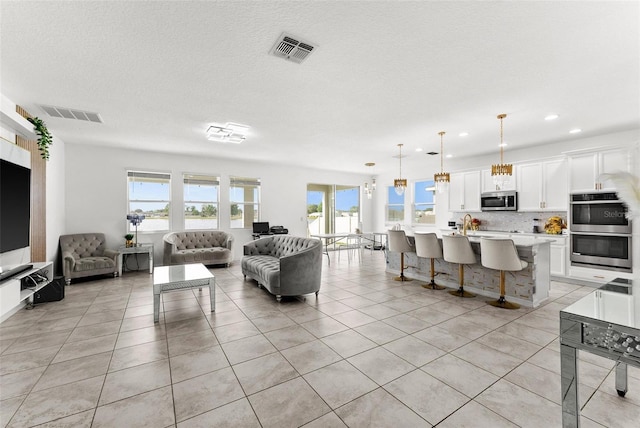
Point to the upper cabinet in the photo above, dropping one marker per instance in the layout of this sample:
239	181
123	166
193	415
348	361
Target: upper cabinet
489	186
585	169
542	186
464	191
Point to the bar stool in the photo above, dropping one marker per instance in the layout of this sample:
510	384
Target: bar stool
501	254
399	243
457	249
427	246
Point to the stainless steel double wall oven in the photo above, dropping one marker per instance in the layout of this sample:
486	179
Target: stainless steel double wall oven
600	232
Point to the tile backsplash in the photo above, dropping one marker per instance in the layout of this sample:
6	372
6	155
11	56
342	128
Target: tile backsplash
508	221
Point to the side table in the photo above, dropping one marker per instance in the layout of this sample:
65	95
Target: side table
140	249
605	322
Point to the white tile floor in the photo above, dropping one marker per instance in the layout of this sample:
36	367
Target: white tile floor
367	352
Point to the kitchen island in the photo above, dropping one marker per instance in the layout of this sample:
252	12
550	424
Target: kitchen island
528	287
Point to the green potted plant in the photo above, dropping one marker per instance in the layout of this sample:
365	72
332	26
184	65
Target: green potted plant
44	137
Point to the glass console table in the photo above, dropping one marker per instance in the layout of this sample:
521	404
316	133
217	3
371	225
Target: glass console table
606	323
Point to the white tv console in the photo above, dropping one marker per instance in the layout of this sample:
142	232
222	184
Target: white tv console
12	298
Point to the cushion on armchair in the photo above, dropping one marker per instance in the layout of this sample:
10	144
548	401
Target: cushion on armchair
85	254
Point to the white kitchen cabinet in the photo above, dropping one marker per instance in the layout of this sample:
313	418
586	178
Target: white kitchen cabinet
559	255
464	191
489	186
585	169
542	186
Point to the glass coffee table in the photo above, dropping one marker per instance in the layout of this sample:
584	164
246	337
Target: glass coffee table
180	277
605	322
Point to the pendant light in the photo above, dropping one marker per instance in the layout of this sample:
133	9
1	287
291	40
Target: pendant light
501	172
400	183
368	189
442	178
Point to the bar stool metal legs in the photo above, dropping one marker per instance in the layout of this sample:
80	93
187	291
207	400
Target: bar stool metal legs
432	285
402	266
460	291
501	302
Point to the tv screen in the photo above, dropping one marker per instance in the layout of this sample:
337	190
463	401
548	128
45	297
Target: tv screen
15	206
261	227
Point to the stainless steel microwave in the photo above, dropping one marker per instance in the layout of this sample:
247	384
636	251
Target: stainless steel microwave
499	201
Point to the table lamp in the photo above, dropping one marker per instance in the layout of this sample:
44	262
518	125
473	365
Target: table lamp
135	219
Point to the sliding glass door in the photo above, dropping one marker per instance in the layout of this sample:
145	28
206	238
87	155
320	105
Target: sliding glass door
332	208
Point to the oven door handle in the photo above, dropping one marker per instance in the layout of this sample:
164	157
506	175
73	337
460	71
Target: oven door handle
622	235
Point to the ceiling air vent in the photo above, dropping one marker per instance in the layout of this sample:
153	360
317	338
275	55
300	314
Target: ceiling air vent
291	48
68	113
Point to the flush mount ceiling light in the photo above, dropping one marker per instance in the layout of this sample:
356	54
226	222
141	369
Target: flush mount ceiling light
400	184
228	133
501	172
368	190
442	178
291	48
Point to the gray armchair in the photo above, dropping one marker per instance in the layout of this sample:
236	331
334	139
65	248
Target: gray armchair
85	254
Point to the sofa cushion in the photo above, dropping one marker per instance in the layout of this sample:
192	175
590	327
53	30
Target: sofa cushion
210	247
267	268
92	263
199	255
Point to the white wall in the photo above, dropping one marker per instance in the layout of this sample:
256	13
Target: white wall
96	191
419	168
56	192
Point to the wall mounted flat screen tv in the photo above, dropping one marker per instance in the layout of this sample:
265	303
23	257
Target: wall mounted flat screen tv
15	206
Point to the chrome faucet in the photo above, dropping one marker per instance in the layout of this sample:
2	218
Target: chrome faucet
466	225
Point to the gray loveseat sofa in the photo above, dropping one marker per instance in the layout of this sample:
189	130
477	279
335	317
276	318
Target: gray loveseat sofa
86	254
284	265
209	247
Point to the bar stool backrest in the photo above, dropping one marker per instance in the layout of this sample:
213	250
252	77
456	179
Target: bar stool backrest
427	246
457	249
399	243
500	254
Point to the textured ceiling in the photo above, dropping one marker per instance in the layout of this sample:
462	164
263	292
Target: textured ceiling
383	73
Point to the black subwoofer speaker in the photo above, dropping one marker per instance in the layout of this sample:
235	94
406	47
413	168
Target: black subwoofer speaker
52	292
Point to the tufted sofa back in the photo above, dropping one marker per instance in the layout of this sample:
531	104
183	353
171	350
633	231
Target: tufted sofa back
82	245
281	245
199	239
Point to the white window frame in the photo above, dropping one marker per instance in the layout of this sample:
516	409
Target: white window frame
389	205
206	180
143	176
416	205
247	182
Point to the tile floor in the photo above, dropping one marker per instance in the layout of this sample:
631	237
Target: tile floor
367	352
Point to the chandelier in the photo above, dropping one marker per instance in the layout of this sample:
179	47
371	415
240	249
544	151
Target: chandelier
400	183
368	189
442	178
501	172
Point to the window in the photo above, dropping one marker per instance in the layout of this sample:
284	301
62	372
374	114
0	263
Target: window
149	194
201	201
332	208
244	196
424	202
395	206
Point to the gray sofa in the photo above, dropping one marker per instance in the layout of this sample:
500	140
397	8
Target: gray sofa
209	247
86	254
284	265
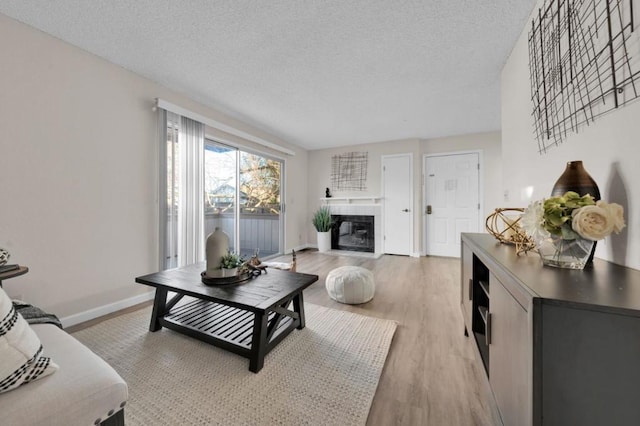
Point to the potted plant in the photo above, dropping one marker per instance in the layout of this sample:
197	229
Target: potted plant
322	222
230	263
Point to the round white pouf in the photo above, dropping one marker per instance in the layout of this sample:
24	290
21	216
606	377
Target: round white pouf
350	284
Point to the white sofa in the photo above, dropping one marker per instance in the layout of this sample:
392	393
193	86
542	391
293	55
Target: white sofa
84	391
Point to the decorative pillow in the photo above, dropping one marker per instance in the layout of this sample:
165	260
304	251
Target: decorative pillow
21	359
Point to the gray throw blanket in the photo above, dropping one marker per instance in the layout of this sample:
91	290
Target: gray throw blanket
35	315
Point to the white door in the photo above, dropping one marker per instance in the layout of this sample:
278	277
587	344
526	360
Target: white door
397	190
452	201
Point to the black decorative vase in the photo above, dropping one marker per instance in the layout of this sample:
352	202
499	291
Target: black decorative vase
575	178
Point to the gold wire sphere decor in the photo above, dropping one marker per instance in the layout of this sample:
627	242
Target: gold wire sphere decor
504	225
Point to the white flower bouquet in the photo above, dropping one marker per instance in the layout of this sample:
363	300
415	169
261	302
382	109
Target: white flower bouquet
564	228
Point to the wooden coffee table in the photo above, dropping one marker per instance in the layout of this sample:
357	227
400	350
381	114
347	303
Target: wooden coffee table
248	318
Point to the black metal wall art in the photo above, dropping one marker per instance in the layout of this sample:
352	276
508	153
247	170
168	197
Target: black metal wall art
584	61
349	171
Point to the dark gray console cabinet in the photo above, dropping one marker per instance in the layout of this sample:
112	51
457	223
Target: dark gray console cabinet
560	346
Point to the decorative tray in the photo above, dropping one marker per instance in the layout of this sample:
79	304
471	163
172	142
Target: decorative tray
241	277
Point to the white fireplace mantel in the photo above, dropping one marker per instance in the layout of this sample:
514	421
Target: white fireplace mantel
351	200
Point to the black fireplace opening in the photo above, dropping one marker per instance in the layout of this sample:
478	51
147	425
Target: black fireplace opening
353	233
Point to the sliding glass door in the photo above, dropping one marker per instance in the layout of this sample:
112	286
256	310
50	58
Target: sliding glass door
221	190
243	193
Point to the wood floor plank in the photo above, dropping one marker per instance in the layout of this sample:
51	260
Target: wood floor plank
431	376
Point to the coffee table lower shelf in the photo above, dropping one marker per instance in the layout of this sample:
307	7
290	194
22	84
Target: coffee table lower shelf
227	327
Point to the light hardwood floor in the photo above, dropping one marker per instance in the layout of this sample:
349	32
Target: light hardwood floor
431	376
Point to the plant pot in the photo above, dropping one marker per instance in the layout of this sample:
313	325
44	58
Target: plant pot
560	253
229	272
324	241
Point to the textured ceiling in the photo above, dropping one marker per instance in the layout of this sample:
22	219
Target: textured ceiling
317	74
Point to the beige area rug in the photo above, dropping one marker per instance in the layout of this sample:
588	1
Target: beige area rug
325	374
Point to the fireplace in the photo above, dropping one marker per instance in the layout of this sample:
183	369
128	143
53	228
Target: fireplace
351	232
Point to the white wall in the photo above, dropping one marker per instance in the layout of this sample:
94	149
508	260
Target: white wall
487	143
608	148
78	172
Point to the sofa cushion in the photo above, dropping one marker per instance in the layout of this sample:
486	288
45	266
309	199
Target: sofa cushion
85	390
21	353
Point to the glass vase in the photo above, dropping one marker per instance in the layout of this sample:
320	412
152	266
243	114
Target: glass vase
560	253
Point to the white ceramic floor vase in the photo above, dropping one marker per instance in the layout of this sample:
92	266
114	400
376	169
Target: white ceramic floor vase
324	241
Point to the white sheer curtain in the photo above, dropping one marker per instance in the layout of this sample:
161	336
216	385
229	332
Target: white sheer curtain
181	190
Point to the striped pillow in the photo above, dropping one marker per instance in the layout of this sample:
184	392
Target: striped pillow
21	359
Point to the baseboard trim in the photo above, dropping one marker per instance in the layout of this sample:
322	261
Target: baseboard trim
106	309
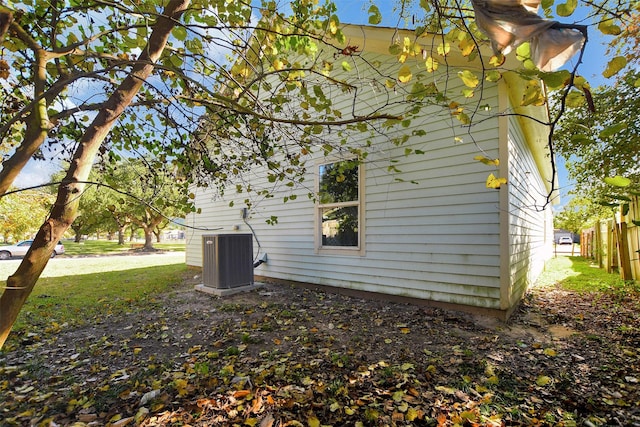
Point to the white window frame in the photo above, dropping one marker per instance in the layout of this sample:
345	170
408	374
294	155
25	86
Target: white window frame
358	250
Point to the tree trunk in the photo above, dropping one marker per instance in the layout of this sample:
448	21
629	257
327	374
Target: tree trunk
148	238
64	211
121	235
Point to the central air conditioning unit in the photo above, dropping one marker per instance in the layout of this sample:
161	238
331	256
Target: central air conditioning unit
227	260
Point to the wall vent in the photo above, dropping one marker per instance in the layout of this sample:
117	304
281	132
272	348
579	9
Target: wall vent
227	260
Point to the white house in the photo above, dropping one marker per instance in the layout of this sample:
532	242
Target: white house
432	233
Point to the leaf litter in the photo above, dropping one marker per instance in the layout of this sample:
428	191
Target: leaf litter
292	356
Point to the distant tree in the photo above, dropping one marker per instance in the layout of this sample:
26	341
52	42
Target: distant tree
155	195
21	213
603	143
580	213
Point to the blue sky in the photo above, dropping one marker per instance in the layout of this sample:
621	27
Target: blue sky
592	66
356	12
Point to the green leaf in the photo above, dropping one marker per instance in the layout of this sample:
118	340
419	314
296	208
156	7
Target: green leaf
####
Reproduce the entries, starting at the line that contains "Point to the striped" and ending with the last of the entries, with "wall vent" replaced by "air vent" and everything else unchanged. Leave the pictures out of your answer.

- _Answer to the exercise_
Point to the striped pillow in the photo above, dropping one marker per instance in the layout of this sample:
184	392
Target: striped pillow
21	359
Point to the baseboard trim in the photo above, dropping one marker per instance in the layout of this sample:
322	261
Target: baseboard trim
106	309
Point to the white window frame in the photo above, dropping one marker per instance in the layout of this sample:
345	170
408	374
294	155
25	86
Target: white window frame
358	250
Point to the tree trunk in the photo above, dropping one marker per instance in the layout of this sample:
448	21
629	257
327	374
Target: tree trunk
148	238
64	211
121	235
Point to the central air conditioning unit in the photo above, dropping one marker per instance in the layout of this sample:
161	238
331	256
Target: central air conditioning unit
227	260
Point to the air vent in the photo above, dropping one marker per instance in the layout of this sample:
117	304
281	132
272	348
579	9
Target: air vent
227	260
Point to the white house in the photo above, dropping one marker per instance in the layout of this sample:
532	242
Target: white house
432	233
Point to the leaf litter in the photo above, dropping one marker per instance in the layout of this sample:
428	191
Target: leaf litter
292	356
Point to the distant tree in the photo above, dropping one marker per instance in the layout of this sample:
26	341
52	42
Target: distant tree
155	195
21	213
603	143
580	213
Point to the blue sky in the photo above, dropping one marker per instance in the layout of this sample:
621	27
Target: blue sky
592	66
356	12
Point to the green leaf in the photo above, dropping one marker per instance in the layout of this sample:
118	340
419	314
296	208
156	7
Target: green leaf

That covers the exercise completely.